TASK TO COMPLETE: Could you print, word for word, the part of the yellow jacket nest thread below that begins at the words "## flat foot" and stops after "TurkeyProof (Apr 27, 2005)"?

TEXT PROVIDED:

....................

# Large yellow jacket nest



## RiverDan (Apr 27, 2005)

This nest was in a mobile home in Thomas County.


----------



## flat foot (Apr 27, 2005)

Could you imagine climbing into your hunting cabin at 2:00 Am and running into that. WOW


----------



## TurkeyProof (Apr 27, 2005)

*Where?*

Where in Thomas County was this at?


----------



## striper commander (Apr 27, 2005)

How did you kiil them.


----------



## red tail (Apr 27, 2005)

Wow, What brave man took the photo?   

I'd fill it yp with gas and watch it burn!!!!!!!!!!!!!!!!!   Kill em all!!!!!!!!!!!!!!!!


----------



## GeauxLSU (Apr 27, 2005)

*Unreal...*

WOW!!!!  
Ain't NO way!!    
Hunt/fish safely,
Phil


----------



## gabowman (Apr 27, 2005)

....................

Stored data entries:
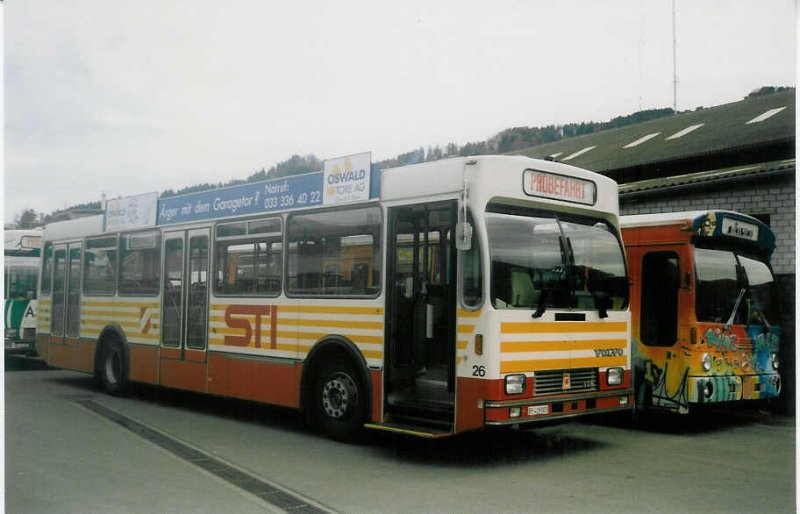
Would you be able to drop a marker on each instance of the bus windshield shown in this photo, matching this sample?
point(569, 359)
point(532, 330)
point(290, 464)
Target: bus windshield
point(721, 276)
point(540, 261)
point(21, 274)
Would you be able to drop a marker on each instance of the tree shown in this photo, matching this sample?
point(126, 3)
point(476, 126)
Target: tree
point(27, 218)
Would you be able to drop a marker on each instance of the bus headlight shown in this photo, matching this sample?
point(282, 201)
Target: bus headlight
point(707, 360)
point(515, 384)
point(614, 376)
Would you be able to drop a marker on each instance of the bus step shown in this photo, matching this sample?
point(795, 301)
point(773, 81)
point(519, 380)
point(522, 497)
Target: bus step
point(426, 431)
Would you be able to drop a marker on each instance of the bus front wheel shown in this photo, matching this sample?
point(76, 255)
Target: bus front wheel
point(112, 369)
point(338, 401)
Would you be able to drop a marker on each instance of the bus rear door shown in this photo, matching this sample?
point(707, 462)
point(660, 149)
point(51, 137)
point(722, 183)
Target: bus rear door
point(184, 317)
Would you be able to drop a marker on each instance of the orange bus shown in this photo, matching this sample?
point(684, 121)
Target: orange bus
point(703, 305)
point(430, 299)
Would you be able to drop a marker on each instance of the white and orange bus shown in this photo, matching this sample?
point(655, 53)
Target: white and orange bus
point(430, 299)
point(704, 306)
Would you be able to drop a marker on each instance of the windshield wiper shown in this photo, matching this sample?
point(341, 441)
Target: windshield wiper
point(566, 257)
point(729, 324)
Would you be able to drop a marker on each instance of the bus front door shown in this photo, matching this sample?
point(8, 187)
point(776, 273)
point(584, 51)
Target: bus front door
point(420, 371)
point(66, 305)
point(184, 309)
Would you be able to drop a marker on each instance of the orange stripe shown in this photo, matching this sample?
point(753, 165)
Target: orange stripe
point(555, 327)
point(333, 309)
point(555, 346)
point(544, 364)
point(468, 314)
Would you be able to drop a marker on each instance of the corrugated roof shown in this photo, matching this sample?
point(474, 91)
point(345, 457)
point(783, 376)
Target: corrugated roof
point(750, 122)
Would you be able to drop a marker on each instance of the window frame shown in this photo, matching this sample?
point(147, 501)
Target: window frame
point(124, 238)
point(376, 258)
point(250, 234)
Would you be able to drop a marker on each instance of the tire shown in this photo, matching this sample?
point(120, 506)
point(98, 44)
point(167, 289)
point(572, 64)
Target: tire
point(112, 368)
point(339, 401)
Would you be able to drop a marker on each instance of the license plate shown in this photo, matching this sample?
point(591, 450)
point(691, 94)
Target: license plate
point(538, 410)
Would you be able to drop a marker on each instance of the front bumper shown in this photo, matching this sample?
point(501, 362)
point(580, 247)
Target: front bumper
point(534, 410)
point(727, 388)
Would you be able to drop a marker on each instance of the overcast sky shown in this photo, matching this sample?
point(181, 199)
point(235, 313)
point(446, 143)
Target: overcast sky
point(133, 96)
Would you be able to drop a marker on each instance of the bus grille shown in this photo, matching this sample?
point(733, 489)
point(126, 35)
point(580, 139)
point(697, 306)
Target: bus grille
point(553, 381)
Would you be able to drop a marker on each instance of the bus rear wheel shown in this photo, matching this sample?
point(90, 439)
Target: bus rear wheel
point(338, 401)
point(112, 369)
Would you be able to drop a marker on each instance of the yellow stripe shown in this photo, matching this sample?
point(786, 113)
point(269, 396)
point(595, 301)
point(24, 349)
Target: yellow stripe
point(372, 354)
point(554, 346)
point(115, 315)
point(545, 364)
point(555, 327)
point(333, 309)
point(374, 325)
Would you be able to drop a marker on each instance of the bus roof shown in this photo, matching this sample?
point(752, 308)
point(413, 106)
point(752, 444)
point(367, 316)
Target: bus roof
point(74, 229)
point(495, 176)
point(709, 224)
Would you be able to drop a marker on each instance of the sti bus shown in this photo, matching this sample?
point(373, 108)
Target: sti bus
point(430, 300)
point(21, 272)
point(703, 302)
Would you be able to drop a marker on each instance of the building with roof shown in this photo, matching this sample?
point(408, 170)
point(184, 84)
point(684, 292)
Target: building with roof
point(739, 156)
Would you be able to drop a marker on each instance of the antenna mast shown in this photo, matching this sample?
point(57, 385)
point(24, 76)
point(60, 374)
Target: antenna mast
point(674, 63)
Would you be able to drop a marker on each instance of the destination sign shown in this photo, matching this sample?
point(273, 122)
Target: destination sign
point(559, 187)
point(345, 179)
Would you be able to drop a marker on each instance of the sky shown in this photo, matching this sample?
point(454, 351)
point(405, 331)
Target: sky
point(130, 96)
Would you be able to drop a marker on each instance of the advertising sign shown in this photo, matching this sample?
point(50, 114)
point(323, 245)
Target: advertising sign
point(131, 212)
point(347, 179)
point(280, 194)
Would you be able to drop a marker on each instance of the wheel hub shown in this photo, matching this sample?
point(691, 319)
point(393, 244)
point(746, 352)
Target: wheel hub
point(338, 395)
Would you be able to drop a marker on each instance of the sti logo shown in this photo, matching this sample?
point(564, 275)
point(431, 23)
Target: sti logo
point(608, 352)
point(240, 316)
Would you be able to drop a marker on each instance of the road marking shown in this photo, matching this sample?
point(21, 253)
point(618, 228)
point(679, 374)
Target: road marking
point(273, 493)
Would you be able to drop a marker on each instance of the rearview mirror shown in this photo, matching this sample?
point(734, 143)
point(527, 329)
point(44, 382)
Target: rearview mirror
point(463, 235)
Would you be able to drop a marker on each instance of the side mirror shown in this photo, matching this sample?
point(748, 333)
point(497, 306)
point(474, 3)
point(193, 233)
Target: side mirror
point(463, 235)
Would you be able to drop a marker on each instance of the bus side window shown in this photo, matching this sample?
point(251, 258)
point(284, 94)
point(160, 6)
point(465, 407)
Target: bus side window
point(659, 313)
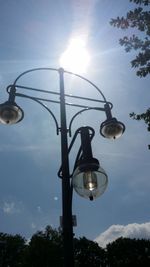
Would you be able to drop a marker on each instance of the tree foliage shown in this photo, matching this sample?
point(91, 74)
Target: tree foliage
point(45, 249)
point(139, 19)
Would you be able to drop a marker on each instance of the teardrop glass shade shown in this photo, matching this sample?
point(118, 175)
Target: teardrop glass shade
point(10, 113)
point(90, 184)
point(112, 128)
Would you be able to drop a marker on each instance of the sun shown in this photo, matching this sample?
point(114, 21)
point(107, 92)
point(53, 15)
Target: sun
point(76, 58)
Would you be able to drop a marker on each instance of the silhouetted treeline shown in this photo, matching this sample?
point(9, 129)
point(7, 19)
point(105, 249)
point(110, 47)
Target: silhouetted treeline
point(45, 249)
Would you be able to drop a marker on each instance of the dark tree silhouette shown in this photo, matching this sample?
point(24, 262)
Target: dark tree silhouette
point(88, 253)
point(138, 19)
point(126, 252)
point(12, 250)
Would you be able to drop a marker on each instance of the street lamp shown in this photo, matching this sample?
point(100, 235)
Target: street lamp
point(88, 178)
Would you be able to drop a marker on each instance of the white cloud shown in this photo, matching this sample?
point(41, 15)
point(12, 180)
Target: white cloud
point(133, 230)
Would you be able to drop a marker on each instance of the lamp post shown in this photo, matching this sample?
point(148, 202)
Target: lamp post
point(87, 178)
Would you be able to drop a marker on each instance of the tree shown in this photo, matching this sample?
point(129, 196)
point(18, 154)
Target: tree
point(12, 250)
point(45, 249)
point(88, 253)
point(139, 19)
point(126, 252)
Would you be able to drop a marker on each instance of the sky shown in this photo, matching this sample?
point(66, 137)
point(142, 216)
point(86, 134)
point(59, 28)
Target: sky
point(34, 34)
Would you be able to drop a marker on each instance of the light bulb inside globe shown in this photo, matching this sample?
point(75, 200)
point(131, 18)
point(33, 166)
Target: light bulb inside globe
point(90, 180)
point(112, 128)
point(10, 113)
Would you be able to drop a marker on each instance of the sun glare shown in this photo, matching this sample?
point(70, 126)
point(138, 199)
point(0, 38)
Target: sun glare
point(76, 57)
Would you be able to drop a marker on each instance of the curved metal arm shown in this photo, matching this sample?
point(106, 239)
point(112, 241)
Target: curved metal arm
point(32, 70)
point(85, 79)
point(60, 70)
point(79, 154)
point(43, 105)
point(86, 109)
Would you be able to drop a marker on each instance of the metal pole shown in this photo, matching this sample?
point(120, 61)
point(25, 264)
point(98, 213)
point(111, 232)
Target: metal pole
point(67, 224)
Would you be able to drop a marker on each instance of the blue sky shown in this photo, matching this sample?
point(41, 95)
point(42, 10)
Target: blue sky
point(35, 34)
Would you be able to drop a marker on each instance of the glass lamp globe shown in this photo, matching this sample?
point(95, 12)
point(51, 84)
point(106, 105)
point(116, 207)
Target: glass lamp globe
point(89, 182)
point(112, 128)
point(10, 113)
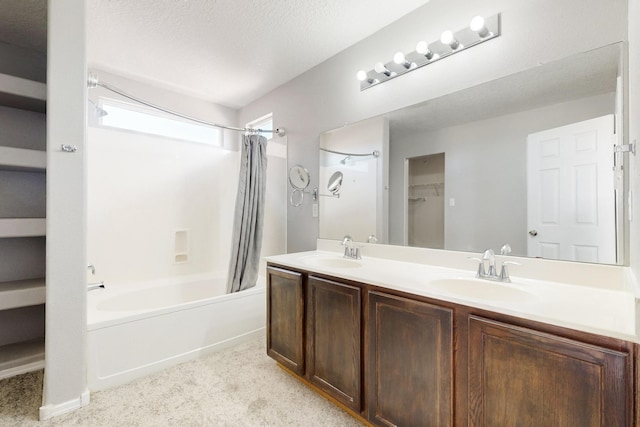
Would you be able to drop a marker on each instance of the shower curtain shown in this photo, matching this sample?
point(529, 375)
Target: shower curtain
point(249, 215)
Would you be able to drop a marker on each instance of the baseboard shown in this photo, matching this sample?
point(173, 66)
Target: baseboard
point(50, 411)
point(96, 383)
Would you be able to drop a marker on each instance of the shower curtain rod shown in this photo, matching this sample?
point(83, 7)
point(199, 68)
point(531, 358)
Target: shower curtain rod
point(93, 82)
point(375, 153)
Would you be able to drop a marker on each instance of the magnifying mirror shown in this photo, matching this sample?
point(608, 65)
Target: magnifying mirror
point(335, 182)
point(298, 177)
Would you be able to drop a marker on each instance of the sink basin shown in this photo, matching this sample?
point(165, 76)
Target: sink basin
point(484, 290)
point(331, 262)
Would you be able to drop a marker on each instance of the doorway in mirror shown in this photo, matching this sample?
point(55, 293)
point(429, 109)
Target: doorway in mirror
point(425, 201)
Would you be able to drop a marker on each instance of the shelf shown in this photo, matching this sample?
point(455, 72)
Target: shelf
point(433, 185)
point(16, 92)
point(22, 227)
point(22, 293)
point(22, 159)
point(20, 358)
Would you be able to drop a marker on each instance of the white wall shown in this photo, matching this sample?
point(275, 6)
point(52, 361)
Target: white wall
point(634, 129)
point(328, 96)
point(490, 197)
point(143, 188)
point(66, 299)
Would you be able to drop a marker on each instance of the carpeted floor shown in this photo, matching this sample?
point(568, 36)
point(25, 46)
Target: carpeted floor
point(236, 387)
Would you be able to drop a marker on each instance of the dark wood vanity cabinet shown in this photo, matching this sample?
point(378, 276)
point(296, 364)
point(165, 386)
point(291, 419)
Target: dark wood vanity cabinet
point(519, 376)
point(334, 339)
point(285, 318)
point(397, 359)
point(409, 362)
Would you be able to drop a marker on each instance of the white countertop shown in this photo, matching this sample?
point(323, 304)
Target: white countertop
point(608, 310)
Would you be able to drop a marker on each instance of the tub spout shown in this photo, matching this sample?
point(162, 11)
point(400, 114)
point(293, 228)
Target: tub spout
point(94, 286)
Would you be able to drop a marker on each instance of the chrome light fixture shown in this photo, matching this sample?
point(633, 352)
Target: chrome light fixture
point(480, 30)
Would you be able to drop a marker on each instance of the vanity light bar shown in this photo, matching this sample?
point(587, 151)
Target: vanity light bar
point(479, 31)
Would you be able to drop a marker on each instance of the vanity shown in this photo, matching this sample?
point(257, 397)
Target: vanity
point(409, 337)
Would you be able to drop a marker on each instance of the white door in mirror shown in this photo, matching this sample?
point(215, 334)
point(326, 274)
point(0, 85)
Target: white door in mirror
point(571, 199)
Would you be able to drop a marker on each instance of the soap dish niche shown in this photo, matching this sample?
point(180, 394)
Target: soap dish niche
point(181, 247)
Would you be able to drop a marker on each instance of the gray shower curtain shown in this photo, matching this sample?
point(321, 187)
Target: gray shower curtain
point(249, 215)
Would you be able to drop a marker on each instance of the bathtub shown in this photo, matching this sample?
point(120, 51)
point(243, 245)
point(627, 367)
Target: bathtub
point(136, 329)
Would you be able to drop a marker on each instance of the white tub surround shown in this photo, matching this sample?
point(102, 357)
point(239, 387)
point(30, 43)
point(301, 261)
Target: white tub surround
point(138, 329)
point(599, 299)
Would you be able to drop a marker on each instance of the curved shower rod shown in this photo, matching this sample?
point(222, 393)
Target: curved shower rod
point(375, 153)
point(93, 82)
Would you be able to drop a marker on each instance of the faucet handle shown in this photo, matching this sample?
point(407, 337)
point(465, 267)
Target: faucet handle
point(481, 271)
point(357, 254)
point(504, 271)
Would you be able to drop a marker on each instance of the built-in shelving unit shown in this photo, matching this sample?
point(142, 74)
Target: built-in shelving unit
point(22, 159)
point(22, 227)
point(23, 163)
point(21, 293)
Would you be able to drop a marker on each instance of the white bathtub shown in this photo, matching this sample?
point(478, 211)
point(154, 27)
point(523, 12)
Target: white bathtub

....................

EXERCISE RESPONSE:
## flat foot (Apr 27, 2005)

Could you imagine climbing into your hunting cabin at 2:00 Am and running into that. WOW


----------



## TurkeyProof (Apr 27, 2005)